> [Recorded data]
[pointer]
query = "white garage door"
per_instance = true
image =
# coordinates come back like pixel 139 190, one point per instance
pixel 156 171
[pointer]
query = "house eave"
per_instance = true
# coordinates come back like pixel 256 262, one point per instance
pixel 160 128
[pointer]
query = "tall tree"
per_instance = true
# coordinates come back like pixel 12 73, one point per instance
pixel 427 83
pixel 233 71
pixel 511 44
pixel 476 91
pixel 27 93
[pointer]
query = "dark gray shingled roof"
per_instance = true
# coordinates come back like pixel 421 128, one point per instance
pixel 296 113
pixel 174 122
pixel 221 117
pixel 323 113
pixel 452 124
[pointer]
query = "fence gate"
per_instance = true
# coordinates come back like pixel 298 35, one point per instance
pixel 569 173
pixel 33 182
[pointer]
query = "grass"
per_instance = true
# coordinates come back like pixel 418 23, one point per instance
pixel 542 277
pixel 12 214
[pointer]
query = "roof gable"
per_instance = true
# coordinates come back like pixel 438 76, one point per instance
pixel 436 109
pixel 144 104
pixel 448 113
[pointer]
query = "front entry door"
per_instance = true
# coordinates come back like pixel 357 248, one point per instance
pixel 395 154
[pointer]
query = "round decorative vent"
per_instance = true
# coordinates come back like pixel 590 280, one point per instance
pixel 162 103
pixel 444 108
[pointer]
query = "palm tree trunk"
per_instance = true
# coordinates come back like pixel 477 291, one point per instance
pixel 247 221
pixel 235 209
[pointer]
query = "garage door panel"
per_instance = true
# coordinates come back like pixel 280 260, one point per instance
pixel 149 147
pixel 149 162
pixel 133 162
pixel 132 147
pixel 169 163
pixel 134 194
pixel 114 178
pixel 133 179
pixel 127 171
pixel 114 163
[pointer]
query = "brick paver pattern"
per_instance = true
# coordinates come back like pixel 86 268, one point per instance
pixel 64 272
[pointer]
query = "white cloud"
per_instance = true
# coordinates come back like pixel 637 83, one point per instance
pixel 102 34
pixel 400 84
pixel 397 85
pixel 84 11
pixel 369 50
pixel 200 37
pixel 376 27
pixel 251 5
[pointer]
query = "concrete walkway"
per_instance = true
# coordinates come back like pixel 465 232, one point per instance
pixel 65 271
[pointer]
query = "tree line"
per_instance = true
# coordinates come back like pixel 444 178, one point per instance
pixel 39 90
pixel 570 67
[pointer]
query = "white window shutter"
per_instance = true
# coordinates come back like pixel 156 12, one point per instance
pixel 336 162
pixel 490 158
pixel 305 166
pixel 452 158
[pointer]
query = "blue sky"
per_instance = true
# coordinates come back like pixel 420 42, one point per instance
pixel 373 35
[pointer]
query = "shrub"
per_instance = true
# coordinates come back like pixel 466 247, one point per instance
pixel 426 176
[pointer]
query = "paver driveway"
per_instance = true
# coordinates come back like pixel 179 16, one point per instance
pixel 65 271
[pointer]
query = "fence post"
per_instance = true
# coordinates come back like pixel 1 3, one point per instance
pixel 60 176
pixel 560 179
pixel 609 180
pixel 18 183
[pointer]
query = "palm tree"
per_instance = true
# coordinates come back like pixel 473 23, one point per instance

> [Exercise details] The reply should consist of the records, reproduced exactly.

> [Response for this exercise]
[pointer]
query = "white garage door"
per_instance = true
image =
# coordinates come back like pixel 139 190, one point per instance
pixel 156 171
[pointer]
query = "house eave"
per_instance = true
# coordinates come back like pixel 256 262, one point per instance
pixel 160 128
[pointer]
query = "tall tree"
per_instance = true
# coordinates come back like pixel 12 73, one point per instance
pixel 427 83
pixel 233 71
pixel 511 44
pixel 476 91
pixel 27 93
[pointer]
query = "dark gray shingled roof"
per_instance = true
# coordinates come back like pixel 421 128, one point per instance
pixel 296 113
pixel 174 122
pixel 221 117
pixel 323 113
pixel 452 124
[pointer]
query = "fence gate"
per_instance = true
# coordinates come back like pixel 298 35, one point per instance
pixel 569 173
pixel 33 182
[pointer]
query = "grass"
per_instance = true
# coordinates come back like pixel 418 23, one point per instance
pixel 542 277
pixel 12 214
[pointer]
query = "roof gable"
per_instance = true
# coordinates come back like pixel 438 76, one point per instance
pixel 436 109
pixel 144 104
pixel 448 113
[pointer]
query = "front entry door"
per_instance = true
# coordinates come back like pixel 357 248, one point per instance
pixel 395 154
[pointer]
query = "round decorative vent"
per_instance = true
# coordinates come back like pixel 590 280, one point per instance
pixel 162 103
pixel 444 108
[pointer]
query = "palm tree trunk"
per_instance = true
# coordinates come back like pixel 477 291, one point per instance
pixel 247 221
pixel 235 209
[pointer]
query = "garage door panel"
per_instance = true
# coordinates come back like pixel 280 260, one point per instance
pixel 149 147
pixel 149 162
pixel 133 162
pixel 132 147
pixel 169 163
pixel 134 194
pixel 114 178
pixel 133 179
pixel 127 171
pixel 114 163
[pointer]
query = "brick paver pattern"
per_instance = true
# coordinates come back like pixel 86 268, one point per instance
pixel 64 272
[pointer]
query = "white cloud"
per_instance = true
# coordinates come back like pixel 637 83, one point per instance
pixel 102 34
pixel 400 84
pixel 397 85
pixel 84 11
pixel 369 50
pixel 200 37
pixel 376 27
pixel 251 5
[pointer]
query = "concrete walkway"
per_instance = true
# coordinates come back like pixel 465 232, one point per instance
pixel 65 271
[pointer]
query = "tree line"
per_instance = true
# coordinates come back like pixel 444 178, one point per instance
pixel 39 90
pixel 570 67
[pointer]
query = "white window shutter"
per_instance = true
# coordinates come back like pixel 156 12, one point per instance
pixel 336 162
pixel 490 158
pixel 305 166
pixel 452 158
[pointer]
query = "blue sky"
per_instance = true
# coordinates come back like pixel 420 42, one point per instance
pixel 373 35
[pointer]
query = "shrub"
per_instance = true
# coordinates come back like pixel 466 247, one point per instance
pixel 426 176
[pointer]
query = "paver driveway"
per_instance = true
# coordinates come back like pixel 179 16, one point per instance
pixel 65 271
[pointer]
query = "fence post"
per_instance = true
# coordinates come back like pixel 1 3, one point per instance
pixel 60 176
pixel 560 179
pixel 609 180
pixel 18 183
[pointer]
query = "palm tree"
per_instance = true
# coordinates come back like pixel 473 23, one point per instance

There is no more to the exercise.